======== Отрывок из источника ========

Нашу работу по Мельникову-Печерскому Константин Сергеевич принял спокойнее, чем водевиль (о чем я уже писала), даже одобрил. Было много указаний Володе Красюку (мы показывали только сцены свиданий). Константин Сергеевич требовал от нас обоих большей органики и глубины. Говорил: «Надо больше любить». И объяснял, что любовь бывает «для себя» и «от себя» и что вторая — жертвенней, сильнее. Он согласился, что работу нужно продолжить, одобрил план инсценировки и предложил Зинаиде Сергеевне дать мне еще задание, другого плана. Я была и счастлива, и испугана ответственностью.
После довольно долгих раздумий Зинаида Сергеевна велела мне (а решала она) читать «Василису Мелентьеву» Островского. Василиса — вдова, очень опытная и смелая женщина, а кем я была тогда?.. Я понимала, что мне дают все очень «русское», чтобы искоренить мое «иноземное», и очень старалась. Начала читать о царствовании Ивана Грозного. Атмосфера совпала с «Царской невестой» и с «Борисом Годуновым».
В то довольно трудное время в моем гардеробе была одна юбка и две блузки — фланелевая и полотняная, которые всегда должны были быть свежими. Юбка висела на «плечиках», отглаженная с вечера, а дома я надевала что-то перешитое из маминого. И еще у меня было платье (тоже перешитое из маминого) для походов в театр.
Однажды со мной произошел казус. Из боязни измять юбку, я надевала ее в последний момент перед выходом в студию. В тот день я, очевидно, торопилась (об опоздании не могло быть речи) и, явившись в Леонтьевский, где на площадке лестницы, ведущей на антресоли, находилась вешалка для верхней одежды, расстегнула пальтишко и ахнула и остолбенела: на мне были только байковые голубые штаны.

======== Показанные данные ========

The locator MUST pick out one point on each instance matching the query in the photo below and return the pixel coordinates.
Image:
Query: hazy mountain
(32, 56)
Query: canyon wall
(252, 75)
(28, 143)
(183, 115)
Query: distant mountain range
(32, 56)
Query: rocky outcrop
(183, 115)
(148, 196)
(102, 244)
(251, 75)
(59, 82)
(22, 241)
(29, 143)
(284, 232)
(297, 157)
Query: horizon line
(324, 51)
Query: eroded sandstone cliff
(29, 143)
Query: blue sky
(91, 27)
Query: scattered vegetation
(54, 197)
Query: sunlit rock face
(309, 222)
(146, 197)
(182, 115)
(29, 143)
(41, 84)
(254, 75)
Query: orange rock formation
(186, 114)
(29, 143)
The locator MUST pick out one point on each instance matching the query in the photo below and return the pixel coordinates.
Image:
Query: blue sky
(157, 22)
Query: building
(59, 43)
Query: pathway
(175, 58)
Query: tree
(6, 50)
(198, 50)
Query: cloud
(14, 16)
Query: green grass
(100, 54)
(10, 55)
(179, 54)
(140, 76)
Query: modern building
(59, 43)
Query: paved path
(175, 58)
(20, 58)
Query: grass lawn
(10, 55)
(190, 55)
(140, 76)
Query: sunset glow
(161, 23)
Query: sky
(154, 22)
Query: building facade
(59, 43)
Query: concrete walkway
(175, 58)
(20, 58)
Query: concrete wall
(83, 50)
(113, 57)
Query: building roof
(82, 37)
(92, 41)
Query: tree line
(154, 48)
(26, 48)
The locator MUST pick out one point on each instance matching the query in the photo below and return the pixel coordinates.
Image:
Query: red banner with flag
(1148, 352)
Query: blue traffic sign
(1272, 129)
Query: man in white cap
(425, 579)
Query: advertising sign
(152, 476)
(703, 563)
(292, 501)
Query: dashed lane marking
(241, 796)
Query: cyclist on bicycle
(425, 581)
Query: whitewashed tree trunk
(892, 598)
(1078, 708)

========
======== Показанные данные ========

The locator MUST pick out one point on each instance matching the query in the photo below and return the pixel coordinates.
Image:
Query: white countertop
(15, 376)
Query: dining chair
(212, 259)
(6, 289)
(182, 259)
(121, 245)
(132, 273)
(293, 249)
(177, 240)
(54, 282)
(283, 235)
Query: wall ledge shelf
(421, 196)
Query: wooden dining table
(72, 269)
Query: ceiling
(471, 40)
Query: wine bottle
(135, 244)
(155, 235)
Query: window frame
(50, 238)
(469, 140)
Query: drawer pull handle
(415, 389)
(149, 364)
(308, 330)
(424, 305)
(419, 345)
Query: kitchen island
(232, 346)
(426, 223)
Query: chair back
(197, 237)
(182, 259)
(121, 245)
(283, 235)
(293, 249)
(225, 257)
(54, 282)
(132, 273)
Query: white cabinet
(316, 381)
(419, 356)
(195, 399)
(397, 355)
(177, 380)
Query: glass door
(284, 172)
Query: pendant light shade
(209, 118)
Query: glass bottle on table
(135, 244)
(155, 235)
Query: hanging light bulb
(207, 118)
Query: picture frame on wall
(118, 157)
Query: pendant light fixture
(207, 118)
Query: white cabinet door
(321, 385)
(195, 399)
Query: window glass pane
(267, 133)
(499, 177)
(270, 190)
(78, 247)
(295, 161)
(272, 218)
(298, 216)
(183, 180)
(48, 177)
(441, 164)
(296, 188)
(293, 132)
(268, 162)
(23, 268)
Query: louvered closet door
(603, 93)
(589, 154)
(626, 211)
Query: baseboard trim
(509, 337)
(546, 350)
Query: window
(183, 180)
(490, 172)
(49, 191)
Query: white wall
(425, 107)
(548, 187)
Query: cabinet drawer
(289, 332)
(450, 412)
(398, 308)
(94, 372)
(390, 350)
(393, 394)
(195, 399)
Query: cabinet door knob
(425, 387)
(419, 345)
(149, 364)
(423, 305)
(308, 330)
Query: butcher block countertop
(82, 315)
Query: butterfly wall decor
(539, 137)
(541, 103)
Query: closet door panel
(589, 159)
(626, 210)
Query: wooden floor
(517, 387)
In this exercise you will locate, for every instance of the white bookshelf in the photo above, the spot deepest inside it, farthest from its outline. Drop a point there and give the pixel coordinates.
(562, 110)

========
======== Показанные данные ========

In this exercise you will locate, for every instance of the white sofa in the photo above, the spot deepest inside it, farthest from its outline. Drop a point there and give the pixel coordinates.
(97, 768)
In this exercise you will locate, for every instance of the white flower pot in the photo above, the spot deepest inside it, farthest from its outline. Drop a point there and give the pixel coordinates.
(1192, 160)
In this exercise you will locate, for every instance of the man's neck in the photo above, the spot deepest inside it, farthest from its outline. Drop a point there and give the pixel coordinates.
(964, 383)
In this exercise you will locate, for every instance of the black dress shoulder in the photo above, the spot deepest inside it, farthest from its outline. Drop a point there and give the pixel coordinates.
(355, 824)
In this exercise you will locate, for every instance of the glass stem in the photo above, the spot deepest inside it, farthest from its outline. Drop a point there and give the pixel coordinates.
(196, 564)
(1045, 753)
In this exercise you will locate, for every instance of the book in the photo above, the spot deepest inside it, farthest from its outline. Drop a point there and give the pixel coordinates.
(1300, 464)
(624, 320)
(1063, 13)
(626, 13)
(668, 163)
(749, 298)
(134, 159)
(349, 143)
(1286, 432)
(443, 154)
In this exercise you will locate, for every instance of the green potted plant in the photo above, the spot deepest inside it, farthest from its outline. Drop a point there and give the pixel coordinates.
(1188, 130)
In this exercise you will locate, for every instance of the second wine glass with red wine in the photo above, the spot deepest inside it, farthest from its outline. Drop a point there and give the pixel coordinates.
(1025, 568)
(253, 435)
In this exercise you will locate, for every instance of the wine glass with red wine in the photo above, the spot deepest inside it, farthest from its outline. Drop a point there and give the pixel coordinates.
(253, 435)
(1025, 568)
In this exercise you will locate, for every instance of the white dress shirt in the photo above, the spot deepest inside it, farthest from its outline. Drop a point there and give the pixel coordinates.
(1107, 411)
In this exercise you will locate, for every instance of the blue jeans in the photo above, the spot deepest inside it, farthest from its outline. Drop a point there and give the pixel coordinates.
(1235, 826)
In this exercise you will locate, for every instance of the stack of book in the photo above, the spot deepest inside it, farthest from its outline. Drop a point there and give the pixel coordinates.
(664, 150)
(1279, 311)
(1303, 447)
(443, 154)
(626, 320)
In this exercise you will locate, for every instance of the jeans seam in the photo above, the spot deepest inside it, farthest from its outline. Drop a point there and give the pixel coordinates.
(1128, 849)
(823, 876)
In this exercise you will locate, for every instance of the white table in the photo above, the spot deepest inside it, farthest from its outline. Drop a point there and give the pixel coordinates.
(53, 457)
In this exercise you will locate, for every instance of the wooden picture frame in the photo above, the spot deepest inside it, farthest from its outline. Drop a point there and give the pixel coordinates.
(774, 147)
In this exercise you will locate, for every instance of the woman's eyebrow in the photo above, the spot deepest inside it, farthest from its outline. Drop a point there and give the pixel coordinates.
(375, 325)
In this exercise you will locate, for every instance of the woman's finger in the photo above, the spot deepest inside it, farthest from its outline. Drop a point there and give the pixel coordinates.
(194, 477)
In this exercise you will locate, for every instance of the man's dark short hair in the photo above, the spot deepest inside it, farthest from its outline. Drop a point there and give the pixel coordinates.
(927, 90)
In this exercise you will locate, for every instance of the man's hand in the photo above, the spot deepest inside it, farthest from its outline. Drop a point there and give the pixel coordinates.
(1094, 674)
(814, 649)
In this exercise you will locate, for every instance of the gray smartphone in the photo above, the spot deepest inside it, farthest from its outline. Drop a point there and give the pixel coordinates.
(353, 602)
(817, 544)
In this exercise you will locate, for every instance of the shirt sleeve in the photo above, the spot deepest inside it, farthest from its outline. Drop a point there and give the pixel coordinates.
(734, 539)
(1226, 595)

========

• _Задание A_
Выведите дословно часть отрывка воспоминаний о занятиях в студии: начните с места, где стоят слова «Однажды со мной», и остановитесь после слов «байковые голубые штаны.».
• _Задание B_
Допишите следующую часть отрывка воспоминаний о занятиях в студии, начиная сразу после его последнего предложения.

• _Ответ A_
Однажды со мной произошел казус. Из боязни измять юбку, я надевала ее в последний момент перед выходом в студию. В тот день я, очевидно, торопилась (об опоздании не могло быть речи) и, явившись в Леонтьевский, где на площадке лестницы, ведущей на антресоли, находилась вешалка для верхней одежды, расстегнула пальтишко и ахнула и остолбенела: на мне были только байковые голубые штаны.

• _Ответ B_
Очень воспитанный Володя Красюк ждал, когда можно будет принять мое пальто, чтобы повесить на вешалку, а я в таком виде! На мое счастье, кто-то из девочек пришел раньше. Поняв, в чем дело, они выгнали вниз Красюка и, давясь от смеха, пошли к Зинаиде Сергеевне с рассказом. В результате меня облачили в юбку Зинаиды Сергеевны (она была мне до полу). Тут же мне было сказано, что надо привыкать к костюму и что с этого дня я всегда буду репетировать в таком виде. Так оно и было потом, а в тот момент Зинаида Сергеевна даже не улыбнулась.
Зинаида Сергеевна традиционно устраивала вечера-показы своих учеников. На такие вечера приглашались, конечно, Константин Сергеевич с Марией Петровной, кое-кто из Художественного театра, бывали и почетные гости, в том числе и Енукидзе.
В первый год моего обучения я не участвовала в таком вечере. Потом был юбилей театра, болезнь и отъезд Станиславских, а в их отсутствие никаких торжеств в студии не устраивали. И вот с ранней весны 1931 года мы стали готовиться к вечеру-показу.
Даже сейчас, спустя более шестидесяти лет, я помню мое волнение, доходящее до паники. Вечер был назначен на двадцатые числа мая. Открываться он должен был инсценировкой романа «В лесах», где я все время на сцене. Потом что-то из Пшибышевского — без меня, потом кто-то еще читал, и снова я — в роли Василисы Мелентьевой, с монологом «Задумала я думушку»…
К нам, «кружковцам-студийцам», очень хорошо относился Юрий Александрович Бахрушин — сын знаменитого основателя театрального музея. Он, кажется, заведовал постановочной частью оперного театра у Константина Сергеевича. Он обещал Зинаиде Сергеевне, что оденет нас, как надо. И правда, костюмы были замечательные. Для Флены — монашеский черный сарафан и все, что к нему полагалось: мягкие черные сапожки и белый платок с каким-то темным орнаментом, а для Василисы Мелентьевой он одел меня пышно — кика[5]
, нарядный сарафан с расшитыми кисейными рукавами, летник из парчи, красные сапожки на высоких каблуках.И вот настал этот торжественный для нас день. Ждали гостей из Художественного. Из моих близких должны были быть Богдановичи.
Заметно волновались Зинаида Сергеевна и Владимир Сергеевич — это был и экзамен. А уж мы были почти без памяти от страха.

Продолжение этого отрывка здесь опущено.